Source document:
· · ·
Recently, Massachusetts Attorney General Martha Coakley took the unusual step of warning the Massachusetts elderly about a widespread telephone scam. In these so called “grandparent scams,” someone who claims to be a relative calls to say that a grandchild or family member is in trouble and instructs the target to wire money in order to help. To back this claim, callers offer demographic information easily obtained on the internet, or information inadvertently provided by the victim while on the telephone.
Scammers are not focusing on this population because they are seeking people who are famously empathic. If that were true, they would perhaps target nurses or teachers or therapists. No, they target the elderly because of a predatory awareness that many of our elders have difficulty sorting through information, making complicated decisions and resisting pressure. The scammers have cleverly targeted a growth market: An estimated 24 million people worldwide suffer from some form of dementia, and if there are no medical breakthroughs in the near future, this number could reach 84 million by 2040. The Alzheimer’s Association estimates that 5.4 million Americans have Alzheimer’s disease, and this total does not include those who suffer from other forms of dementia. Not surprisingly, as many as half of the patients who would qualify for a diagnosis of dementia go undiagnosed, and this number is highest among those who live alone.
· · ·
Record extracts:
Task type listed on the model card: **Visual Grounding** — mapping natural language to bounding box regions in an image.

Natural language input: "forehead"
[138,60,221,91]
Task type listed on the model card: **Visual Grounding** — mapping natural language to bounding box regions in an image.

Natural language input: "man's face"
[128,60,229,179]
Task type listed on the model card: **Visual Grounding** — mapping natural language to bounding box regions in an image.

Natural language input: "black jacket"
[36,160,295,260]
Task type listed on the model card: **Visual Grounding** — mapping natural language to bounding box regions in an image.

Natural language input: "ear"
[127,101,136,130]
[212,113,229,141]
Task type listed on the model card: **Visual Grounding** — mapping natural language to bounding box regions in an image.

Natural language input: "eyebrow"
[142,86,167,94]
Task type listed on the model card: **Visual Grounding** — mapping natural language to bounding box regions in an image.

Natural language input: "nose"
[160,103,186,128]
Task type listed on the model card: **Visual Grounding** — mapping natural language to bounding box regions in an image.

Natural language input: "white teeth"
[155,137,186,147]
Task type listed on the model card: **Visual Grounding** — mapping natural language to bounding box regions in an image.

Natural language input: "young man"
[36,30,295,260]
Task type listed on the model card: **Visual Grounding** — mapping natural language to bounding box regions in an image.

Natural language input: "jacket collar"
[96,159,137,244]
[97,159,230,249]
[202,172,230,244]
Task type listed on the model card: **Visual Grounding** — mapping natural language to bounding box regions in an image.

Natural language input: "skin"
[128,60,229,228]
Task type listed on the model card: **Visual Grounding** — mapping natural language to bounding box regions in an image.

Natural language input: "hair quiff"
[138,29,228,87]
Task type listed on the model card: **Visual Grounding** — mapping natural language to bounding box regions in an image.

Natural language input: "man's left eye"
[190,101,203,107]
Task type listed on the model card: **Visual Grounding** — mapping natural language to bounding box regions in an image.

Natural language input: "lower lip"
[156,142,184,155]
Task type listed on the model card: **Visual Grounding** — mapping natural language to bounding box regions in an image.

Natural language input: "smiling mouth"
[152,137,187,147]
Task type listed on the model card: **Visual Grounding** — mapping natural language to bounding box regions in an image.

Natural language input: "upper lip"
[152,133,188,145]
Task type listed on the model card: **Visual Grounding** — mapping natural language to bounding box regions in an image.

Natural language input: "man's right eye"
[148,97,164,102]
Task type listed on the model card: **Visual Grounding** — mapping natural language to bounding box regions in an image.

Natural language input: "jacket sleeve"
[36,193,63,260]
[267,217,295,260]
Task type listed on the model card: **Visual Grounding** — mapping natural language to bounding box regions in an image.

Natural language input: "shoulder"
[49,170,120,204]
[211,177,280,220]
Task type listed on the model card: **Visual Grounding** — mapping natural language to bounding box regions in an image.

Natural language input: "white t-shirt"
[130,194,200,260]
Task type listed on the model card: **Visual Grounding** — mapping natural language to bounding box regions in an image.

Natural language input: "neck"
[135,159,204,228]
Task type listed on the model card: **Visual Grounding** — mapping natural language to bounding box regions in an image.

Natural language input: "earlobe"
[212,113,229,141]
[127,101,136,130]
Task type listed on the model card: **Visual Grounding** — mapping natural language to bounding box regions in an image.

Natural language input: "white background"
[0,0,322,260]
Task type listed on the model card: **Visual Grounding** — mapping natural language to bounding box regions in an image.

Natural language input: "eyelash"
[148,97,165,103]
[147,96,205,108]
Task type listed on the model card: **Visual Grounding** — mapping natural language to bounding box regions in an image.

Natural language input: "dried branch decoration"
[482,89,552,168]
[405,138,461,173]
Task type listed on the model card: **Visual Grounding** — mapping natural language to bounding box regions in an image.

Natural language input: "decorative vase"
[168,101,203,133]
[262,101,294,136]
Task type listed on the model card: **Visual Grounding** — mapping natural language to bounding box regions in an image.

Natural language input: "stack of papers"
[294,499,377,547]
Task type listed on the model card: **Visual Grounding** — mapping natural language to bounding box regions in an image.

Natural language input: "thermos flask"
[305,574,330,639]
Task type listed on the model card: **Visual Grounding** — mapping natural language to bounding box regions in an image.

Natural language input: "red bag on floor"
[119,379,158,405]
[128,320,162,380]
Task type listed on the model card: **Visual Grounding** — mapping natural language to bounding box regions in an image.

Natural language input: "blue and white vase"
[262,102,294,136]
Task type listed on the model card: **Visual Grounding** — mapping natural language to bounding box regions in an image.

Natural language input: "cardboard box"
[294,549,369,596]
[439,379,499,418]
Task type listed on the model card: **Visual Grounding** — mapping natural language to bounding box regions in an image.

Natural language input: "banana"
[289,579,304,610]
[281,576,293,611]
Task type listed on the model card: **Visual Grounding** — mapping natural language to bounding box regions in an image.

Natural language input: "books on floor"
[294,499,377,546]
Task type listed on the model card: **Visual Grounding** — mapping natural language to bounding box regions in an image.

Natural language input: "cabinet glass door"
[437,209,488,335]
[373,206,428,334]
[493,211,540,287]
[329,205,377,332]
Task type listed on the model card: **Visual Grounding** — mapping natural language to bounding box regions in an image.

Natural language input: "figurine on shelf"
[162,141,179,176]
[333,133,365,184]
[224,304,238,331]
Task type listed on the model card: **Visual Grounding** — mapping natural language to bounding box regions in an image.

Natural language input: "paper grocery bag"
· · ·
Prompt 1: Please extract from the passage on grandparent scams the span that begins at the words "Recently, Massachusetts Attorney" and stops after "on the telephone.", copying it word for word.
Prompt 2: According to the passage on grandparent scams, how many Americans does the Alzheimer's Association estimate have Alzheimer's disease?
Prompt 3: Continue the passage on grandparent scams, picking up after its final sentence.

Response 1:
Recently, Massachusetts Attorney General Martha Coakley took the unusual step of warning the Massachusetts elderly about a widespread telephone scam. In these so called “grandparent scams,” someone who claims to be a relative calls to say that a grandchild or family member is in trouble and instructs the target to wire money in order to help. To back this claim, callers offer demographic information easily obtained on the internet, or information inadvertently provided by the victim while on the telephone.

Response 2: 5.4 million

Response 3:
These statistics are well known, but their functional consequence is not. Dementing illnesses cause difficulties with decision-making and come with a raft of neuropsychiatric symptoms, even in early and sometimes pre-dementia states. People in the early states of dementia struggle with faulty reasoning, apathy, impaired judgment and depression, all of which may interfere with the ability to make financial decisions. To make matters worse, these impairments can also cause easy acquiescence to the demands of others, as people become isolated and feel vulnerable. Criminal telemarketing organizations target older consumers because they are often at home, have liquid savings, rely upon delivered services and are often hungry for the companionship that telephone callers provide. The crime statistics bear this out. Recent surveys indicate that over 7.3 million Americans over 65 have been victims of financial fraud. Women and older seniors, particularly
those with dementia, are more likely to be victimized.
While these scams are not new, our responses should be. Remarkable advances in neuroscience are transforming the legal system, as brain scans allow us to peer into the working brain in diseased states. Other neuroscientific advances allow us to identify and quantify impairments in thinking and reasoning long before they become apparent to family members, caregivers and financial or legal advisors. New imaging techniques and other neuropsychiatric tools can detect occult impairments
even five to ten years before the diagnosis of Alzheimer’s disease. Legal and financial institutions need a new and uniform approach towards assessment of the capacity to make financial decisions, incorporating these new discoveries and techniques.
We can and should offer the legal system some of what we have learned from this new brain science; namely biomarkers for cognitive impairment that will allow us to differentiate between momentary confusion and the kind of cognitive impairment that could jeopardize life savings or personal safety. Everyone wants to promote autonomy, but keep in mind that there is nothing
autonomous about being confused, victimized or unduly influenced. If telemarketing criminals can use the Internet and other new technology to target victims, surely we can use the new neuroscience to protect them.